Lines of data
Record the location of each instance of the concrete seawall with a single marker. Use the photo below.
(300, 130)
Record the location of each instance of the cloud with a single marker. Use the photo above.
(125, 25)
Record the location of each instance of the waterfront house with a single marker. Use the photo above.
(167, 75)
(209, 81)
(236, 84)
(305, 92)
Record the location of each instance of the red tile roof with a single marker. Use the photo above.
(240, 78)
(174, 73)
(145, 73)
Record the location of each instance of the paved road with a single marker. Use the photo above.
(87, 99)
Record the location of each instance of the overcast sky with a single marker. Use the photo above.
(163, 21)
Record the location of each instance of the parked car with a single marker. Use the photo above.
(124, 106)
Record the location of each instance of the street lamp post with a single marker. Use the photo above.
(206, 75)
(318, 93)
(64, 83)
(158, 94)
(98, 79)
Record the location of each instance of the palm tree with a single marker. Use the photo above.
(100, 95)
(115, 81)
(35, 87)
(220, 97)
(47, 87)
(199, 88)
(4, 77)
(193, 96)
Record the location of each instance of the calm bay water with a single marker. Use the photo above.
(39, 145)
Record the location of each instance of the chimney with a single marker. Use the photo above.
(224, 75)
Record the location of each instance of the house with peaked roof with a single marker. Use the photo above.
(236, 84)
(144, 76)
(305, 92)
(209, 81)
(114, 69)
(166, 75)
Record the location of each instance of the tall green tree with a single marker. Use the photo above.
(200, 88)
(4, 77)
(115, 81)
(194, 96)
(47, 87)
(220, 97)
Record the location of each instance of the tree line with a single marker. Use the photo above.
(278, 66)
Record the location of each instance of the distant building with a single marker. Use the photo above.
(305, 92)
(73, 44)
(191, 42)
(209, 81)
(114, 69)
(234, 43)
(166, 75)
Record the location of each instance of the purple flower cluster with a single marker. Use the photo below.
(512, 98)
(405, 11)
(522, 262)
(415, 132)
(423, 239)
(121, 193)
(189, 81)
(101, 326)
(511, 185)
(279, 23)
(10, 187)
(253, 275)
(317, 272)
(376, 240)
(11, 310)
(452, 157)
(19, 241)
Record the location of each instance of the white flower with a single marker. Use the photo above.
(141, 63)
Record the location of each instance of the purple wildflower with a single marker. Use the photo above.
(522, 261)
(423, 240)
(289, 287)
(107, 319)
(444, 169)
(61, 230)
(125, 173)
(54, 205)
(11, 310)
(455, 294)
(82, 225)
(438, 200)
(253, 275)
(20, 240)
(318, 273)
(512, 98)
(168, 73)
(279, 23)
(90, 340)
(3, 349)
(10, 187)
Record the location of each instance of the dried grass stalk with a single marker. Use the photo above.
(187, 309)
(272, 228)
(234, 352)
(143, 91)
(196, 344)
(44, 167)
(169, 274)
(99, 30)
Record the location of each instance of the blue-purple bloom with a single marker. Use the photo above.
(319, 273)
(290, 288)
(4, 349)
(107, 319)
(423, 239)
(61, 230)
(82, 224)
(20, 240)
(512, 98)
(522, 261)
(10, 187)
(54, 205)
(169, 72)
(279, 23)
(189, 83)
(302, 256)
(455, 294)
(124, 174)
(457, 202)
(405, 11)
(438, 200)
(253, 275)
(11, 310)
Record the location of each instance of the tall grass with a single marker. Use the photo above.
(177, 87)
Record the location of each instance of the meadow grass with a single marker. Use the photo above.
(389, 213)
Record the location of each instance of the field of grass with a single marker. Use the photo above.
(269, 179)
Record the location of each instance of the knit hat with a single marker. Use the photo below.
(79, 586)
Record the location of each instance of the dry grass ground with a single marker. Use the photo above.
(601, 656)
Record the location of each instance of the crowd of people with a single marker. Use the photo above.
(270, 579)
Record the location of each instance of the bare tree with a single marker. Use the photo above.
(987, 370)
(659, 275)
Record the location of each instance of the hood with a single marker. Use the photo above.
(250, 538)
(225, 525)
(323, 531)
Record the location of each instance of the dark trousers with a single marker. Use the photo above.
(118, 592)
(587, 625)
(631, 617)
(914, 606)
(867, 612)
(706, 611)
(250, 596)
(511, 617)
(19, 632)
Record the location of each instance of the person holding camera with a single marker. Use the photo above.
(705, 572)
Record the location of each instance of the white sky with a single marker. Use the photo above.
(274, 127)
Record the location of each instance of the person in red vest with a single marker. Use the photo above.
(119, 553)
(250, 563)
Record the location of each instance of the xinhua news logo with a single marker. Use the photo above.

= Short exercise =
Take the line with "Record the location of each instance of the bare" and all lines after it to the last line, and reproduce them exactly.

= Solution to this task =
Record the location of each instance of the bare tree with a single marker. Use the photo above.
(987, 370)
(659, 275)
Record the location of each instance of the hood with a single marker. Use the photo above.
(250, 538)
(225, 525)
(323, 531)
Record the location of each instance of the dark trousers with a single marker. Use the photo above.
(118, 592)
(587, 625)
(631, 617)
(914, 606)
(867, 612)
(706, 611)
(250, 596)
(511, 617)
(19, 632)
Record the location of each instance of the person holding camera with a single marker. Use the photo above.
(705, 572)
Record the location of each instance of the white sky with a single marker. Use the photo above.
(274, 127)
Record the location of each instance of the person in red vest with a single marker. Use the photo above.
(119, 553)
(250, 563)
Record the location of each instance of the xinhua news logo with a single marker. Use the photo above.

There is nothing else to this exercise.